> Assignment
Write every record out again exactly, and keep images out of it.
*** Material provided
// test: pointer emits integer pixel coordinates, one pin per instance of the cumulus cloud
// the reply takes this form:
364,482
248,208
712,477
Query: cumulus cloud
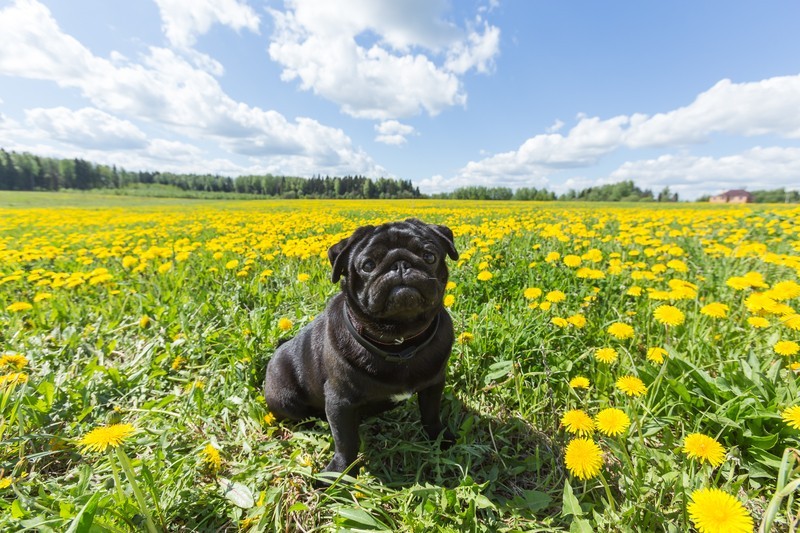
87,127
393,132
767,107
183,21
692,176
167,90
377,59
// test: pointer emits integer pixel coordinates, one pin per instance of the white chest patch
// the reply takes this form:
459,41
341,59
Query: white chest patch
401,397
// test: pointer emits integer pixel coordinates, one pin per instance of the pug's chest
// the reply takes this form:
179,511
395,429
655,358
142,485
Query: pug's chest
400,383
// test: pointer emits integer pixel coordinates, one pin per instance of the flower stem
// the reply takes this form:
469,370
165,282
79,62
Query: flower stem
125,462
610,498
117,481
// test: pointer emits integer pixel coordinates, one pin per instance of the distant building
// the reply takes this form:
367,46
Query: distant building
736,196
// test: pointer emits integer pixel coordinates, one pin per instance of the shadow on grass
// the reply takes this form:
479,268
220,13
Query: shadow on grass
511,464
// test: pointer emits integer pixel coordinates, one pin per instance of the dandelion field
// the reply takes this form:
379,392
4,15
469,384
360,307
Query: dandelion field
617,368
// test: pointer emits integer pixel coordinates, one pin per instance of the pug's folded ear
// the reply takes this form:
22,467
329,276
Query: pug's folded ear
445,234
442,233
339,253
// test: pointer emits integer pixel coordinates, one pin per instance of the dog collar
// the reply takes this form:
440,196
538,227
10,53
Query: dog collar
392,357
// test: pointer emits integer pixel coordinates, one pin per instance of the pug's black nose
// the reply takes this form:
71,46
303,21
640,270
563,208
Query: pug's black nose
401,266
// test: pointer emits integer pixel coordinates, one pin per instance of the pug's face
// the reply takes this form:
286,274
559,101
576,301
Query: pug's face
396,271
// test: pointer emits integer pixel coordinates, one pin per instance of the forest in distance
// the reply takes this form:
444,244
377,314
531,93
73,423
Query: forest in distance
30,172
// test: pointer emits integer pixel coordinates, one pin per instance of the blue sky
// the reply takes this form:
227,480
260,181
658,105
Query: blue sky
698,96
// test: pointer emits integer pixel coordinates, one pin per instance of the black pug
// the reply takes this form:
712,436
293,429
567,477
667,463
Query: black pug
385,336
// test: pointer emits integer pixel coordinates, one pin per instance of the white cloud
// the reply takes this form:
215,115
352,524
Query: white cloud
393,132
477,51
377,59
693,176
167,91
184,20
768,107
87,127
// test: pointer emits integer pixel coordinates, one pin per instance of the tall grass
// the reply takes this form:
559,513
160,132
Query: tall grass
164,316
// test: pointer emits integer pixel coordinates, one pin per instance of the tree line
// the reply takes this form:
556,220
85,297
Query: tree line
28,172
624,191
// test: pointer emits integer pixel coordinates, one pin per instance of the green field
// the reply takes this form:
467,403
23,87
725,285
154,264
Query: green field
135,333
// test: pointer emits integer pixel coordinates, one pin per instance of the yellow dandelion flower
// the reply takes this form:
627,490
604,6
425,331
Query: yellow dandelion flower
612,421
578,320
758,322
99,439
485,275
555,296
579,382
714,511
14,378
704,448
211,458
669,315
634,291
631,385
577,421
656,354
531,293
786,348
791,321
465,337
13,360
19,306
197,384
606,355
791,415
583,458
620,330
715,310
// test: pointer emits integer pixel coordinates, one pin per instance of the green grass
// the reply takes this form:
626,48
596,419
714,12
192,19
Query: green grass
190,374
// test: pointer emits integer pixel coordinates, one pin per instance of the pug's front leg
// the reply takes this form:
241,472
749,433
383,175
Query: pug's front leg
344,420
430,402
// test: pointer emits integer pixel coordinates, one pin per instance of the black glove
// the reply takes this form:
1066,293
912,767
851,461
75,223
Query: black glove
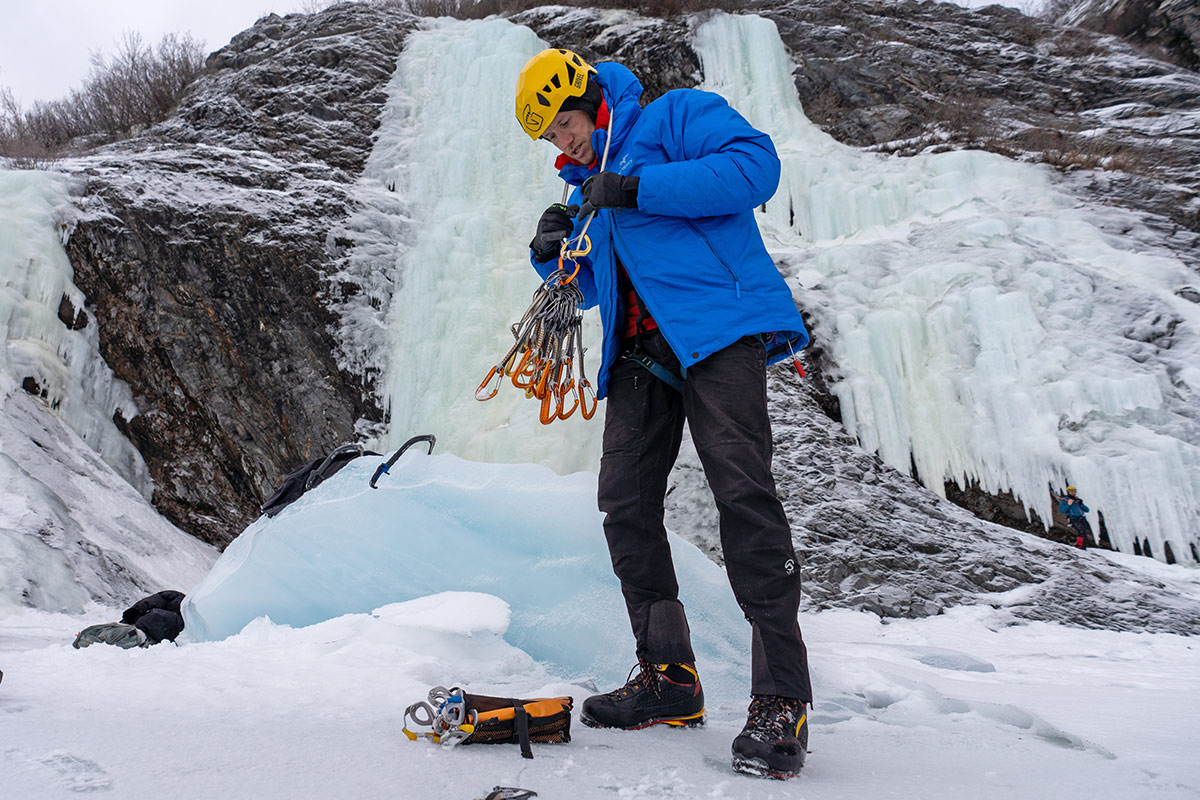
609,191
553,227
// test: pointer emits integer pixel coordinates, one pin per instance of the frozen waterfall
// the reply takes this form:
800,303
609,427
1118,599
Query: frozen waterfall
985,326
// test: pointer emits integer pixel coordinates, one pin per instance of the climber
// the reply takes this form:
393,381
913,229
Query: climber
693,311
1074,509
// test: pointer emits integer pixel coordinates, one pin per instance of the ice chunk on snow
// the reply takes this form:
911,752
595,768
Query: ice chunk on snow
439,523
37,293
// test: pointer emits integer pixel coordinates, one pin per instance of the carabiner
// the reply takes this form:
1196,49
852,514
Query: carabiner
586,389
496,373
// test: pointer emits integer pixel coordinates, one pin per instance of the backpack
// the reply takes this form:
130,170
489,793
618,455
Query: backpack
157,615
310,476
457,717
119,633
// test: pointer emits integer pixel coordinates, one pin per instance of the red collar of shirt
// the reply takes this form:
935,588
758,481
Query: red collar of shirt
601,122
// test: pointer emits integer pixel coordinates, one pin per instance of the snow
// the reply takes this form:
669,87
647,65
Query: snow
35,277
315,630
906,709
439,523
73,531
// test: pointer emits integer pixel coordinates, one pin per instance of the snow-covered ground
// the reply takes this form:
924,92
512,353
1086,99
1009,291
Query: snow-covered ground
959,705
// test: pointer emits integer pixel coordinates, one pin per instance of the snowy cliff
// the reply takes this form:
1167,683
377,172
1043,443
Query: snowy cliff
327,242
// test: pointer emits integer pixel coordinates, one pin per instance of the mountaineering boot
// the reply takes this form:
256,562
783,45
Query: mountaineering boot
775,738
660,693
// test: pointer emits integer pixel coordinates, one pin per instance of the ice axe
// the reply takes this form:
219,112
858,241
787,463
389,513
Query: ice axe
******
> Solution to the exercise
// test: pointer emits integer pixel coordinates, one pin per instance of the cumulus cloud
// the reply takes this form:
364,482
248,208
712,477
Query: cumulus cloud
87,127
393,132
767,107
183,21
692,176
167,90
377,59
// test: pointer emits integer pixel coordinates, one pin per instance of the white chest patch
// the reply takes this form:
459,41
341,59
Query: white chest patch
401,397
// test: pointer emits integer pixel coordinates, one pin per instance of the pug's chest
// the reply takes this form:
179,511
395,429
655,358
142,485
Query: pug's chest
400,383
// test: pointer emits integer pixel coordinates, one pin per instance of the flower stem
// the reply takes this form:
469,370
165,282
79,62
Query: flower stem
125,462
610,498
117,481
// test: pointer emits integer pixel coordinates, one pin per instance of the distant building
// the reply takes this form:
367,46
Query: distant building
736,196
// test: pointer emits integer pixel coordinates, one pin per instance of the shadow on grass
// the reply takes this form:
479,268
220,13
Query: shadow on grass
511,464
// test: pointer emits integer pixel coordinates, one pin per instance of the dandelion field
// the reply takes this form:
379,392
4,15
469,384
360,307
Query: dandelion field
617,368
// test: pointer emits integer pixel coordinates, one pin per instance of the pug's folded ear
// the reply takes this form:
22,467
329,276
Query: pug's folded ear
445,234
442,233
339,253
// test: pointer emits integer pixel coordinates, one pin per instance of the dog collar
// the reply takes this form:
440,196
538,227
10,53
Query: dog collar
392,357
// test: pointer emits integer pixel coordinates, one pin per instance of the pug's black nose
// the reply takes this form:
71,46
303,21
640,270
563,208
Query: pug's black nose
401,266
// test: pointer emits integer pixel coordinates, one pin per instance of the pug's face
// the reply takes this form:
286,274
559,101
576,301
Query: pug's face
396,271
// test: pointer emits integer pixel coordinates, one pin per instance of the forest in distance
// the reply takes this form:
444,244
377,314
531,93
73,423
Query: forest in distance
30,172
// test: pointer emits integer pixel coordinates, one pin per instance of the blue sky
// the reply takes this form:
227,480
260,181
658,105
Query: blue sky
698,96
// test: pointer emits integer pixel coordinates, one pin per instance of the black pug
// the reply takes this form:
712,436
293,429
567,477
667,463
Query: black pug
385,336
// test: pointer emits integer pixel coordinates, one pin per instance of the white cloud
// the reply takes this form:
215,115
352,524
Query: white cloud
393,132
477,51
377,59
693,176
167,91
184,20
768,107
87,127
// test: pointer emits integer pixel coordinates, one pin per instance of the tall grass
// the reply takes this form:
559,513
160,132
Query: tall grass
164,316
// test: pointer emits integer pixel coordinates, one pin per instance of the tree line
// the reply takes this form:
556,220
85,297
Query: tree line
28,172
624,191
// test: pointer emits integer pixel coordinates, one pin per instance of the green field
// the reply takes this form:
467,403
23,87
725,285
154,264
Query: green field
135,333
// test: pointer emits integer pixel coordinates, one pin per instance of the yellow dandelion flower
// the reply takes this form:
627,490
604,6
425,331
Query: yellow dandelion flower
612,421
578,320
758,322
99,439
485,275
555,296
579,382
714,511
14,378
704,448
211,458
669,315
634,291
631,385
577,421
656,354
531,293
786,348
791,321
465,337
13,360
19,306
197,384
606,355
791,415
583,458
620,330
715,310
// test: pointer emits integer pixel coordinates, one pin per instance of the green grass
// the reply takes this form:
626,48
596,419
714,12
192,19
Query: green grass
190,374
// test: pointer emits integer pixel coordinates, one pin per instance of the pug's front leg
// the reply takes this form:
241,472
749,433
383,175
Query: pug's front leg
344,420
430,402
// test: pointer emits integer pixel coordinates, one pin per instance of the black glove
// the reply takes this form:
1066,293
912,767
851,461
75,223
Query: black glove
609,191
553,227
// test: pointer emits integer pixel coordinates, one pin per instance of the frozen waterfall
// the reply takes this form:
800,303
609,427
1118,599
Query: frozen waterfall
985,326
// test: pointer emits integer pixel coordinates, one pin per instance of the climber
// the reply takes this form:
393,381
913,229
Query: climber
693,311
1074,509
// test: pointer emits integer pixel coordinates, one pin per instance of the ice chunk on snow
// the reply takes this form:
911,752
595,768
Query: ice chunk on snow
439,523
37,293
// test: pointer emits integer pixel coordinates, one pin per instance of the carabiner
// the reply takes this form:
1196,49
852,514
Query: carabiner
586,389
496,373
// test: pointer emits integer pixel coordinates, one pin per instance of the backpack
// the reply takes this form:
130,170
489,793
618,455
Query: backpack
157,615
310,476
457,717
119,633
// test: pointer emits integer pixel coordinates, one pin per instance of the red collar of shirt
// the reply takes this form:
935,588
758,481
Query: red collar of shirt
601,122
// test: pointer emits integer pixel coordinates, one pin per instance of the snow
// the reply takes this form:
669,87
647,65
Query: snow
35,277
315,630
906,709
439,523
73,531
// test: pointer emits integer pixel coordinates, one pin per instance of the snow-covered ground
// the reply takes this form:
924,92
512,353
1086,99
1009,291
Query: snow-covered ground
959,705
// test: pointer emits integer pixel coordinates, one pin per instance of the snowy cliff
// the reply takes this form:
1167,683
377,172
1043,443
Query: snowy cliff
327,242
// test: pointer emits integer pixel coordinates, one pin per instance of the mountaineering boot
// the reply takes this form:
256,562
783,45
Query: mountaineering boot
775,738
660,693
// test: pointer emits integer pixel coordinates, one pin per instance of the ice axe
// the reply takes this form:
219,112
858,241
787,463
389,513
Query: ice axe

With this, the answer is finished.